INPUT DATA =>
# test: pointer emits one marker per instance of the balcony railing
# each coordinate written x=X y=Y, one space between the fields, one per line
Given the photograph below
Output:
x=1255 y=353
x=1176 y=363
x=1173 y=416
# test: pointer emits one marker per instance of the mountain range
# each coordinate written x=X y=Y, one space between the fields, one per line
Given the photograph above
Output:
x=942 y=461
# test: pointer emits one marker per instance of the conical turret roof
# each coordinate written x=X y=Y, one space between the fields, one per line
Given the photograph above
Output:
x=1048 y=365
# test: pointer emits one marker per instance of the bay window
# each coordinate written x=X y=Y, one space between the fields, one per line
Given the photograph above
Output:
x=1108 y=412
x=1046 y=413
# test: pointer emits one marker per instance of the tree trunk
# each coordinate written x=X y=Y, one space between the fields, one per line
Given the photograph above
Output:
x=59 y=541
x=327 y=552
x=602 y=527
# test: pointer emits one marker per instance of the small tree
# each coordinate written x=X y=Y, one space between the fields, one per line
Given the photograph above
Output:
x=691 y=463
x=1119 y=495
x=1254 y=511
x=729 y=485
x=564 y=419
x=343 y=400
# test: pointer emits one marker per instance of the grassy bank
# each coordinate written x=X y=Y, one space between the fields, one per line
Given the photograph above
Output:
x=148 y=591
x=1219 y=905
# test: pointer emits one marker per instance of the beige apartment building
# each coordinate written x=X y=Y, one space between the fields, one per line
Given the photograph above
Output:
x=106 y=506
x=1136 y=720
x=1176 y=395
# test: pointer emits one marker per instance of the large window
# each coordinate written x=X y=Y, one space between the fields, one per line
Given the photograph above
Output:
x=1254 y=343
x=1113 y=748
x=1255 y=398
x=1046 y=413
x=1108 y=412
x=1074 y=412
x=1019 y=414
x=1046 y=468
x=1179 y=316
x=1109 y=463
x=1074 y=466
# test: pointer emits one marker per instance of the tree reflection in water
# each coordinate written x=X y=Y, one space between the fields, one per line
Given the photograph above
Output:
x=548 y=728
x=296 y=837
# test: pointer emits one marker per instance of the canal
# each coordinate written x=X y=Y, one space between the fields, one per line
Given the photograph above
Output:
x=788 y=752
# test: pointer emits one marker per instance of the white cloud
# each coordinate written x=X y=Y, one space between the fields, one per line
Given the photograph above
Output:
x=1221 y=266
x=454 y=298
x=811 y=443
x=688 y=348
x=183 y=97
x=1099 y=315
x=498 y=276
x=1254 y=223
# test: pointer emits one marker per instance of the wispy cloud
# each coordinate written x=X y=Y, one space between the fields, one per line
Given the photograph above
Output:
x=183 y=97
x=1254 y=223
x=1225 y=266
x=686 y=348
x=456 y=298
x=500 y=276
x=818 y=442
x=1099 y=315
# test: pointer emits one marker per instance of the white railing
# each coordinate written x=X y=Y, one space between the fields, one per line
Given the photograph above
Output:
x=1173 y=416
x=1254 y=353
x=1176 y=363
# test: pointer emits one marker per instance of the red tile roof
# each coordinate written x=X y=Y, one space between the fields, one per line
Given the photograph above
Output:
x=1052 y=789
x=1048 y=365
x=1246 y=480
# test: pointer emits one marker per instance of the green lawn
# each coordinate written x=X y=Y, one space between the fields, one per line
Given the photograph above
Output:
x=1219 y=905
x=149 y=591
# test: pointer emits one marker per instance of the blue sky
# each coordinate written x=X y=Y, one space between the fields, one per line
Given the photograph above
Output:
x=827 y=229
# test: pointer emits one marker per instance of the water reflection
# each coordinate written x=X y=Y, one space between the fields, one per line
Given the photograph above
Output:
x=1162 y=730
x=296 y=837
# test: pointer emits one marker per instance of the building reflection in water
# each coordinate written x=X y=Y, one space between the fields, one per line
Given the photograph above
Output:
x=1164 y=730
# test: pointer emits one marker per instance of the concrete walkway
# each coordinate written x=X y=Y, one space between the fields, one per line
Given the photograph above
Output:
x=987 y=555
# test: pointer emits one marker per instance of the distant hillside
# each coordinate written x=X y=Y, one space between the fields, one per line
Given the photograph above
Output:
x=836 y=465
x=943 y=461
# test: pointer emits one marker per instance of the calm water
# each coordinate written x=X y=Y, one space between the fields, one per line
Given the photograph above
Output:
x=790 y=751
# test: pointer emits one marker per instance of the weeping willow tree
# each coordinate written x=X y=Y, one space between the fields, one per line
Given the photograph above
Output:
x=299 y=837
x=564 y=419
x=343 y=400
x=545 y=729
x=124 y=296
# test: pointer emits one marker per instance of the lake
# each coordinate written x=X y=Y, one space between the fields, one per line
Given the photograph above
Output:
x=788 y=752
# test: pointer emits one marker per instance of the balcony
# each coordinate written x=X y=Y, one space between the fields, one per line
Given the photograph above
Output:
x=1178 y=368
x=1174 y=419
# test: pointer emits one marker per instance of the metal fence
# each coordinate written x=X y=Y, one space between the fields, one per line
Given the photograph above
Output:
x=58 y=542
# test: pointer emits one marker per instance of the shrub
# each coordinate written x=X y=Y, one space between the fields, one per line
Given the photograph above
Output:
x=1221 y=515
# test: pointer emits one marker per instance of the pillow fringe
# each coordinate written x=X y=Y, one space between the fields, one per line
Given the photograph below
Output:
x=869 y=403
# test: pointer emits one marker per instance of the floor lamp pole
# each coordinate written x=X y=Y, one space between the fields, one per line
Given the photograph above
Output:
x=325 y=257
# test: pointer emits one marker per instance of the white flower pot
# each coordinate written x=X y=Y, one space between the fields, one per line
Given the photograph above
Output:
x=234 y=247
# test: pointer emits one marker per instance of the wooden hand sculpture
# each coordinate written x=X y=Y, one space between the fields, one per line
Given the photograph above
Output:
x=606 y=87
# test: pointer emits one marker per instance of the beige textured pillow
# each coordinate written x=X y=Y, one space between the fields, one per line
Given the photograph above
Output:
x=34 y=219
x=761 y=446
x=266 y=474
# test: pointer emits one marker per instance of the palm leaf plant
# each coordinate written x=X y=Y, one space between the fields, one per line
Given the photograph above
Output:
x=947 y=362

EXERCISE AIM =>
For each line of the material that contains "window", return a copy.

ANSWER BOX =>
# test: pointer emits one marker per instance of the bay window
# test: pointer emits one marker per instance of the large window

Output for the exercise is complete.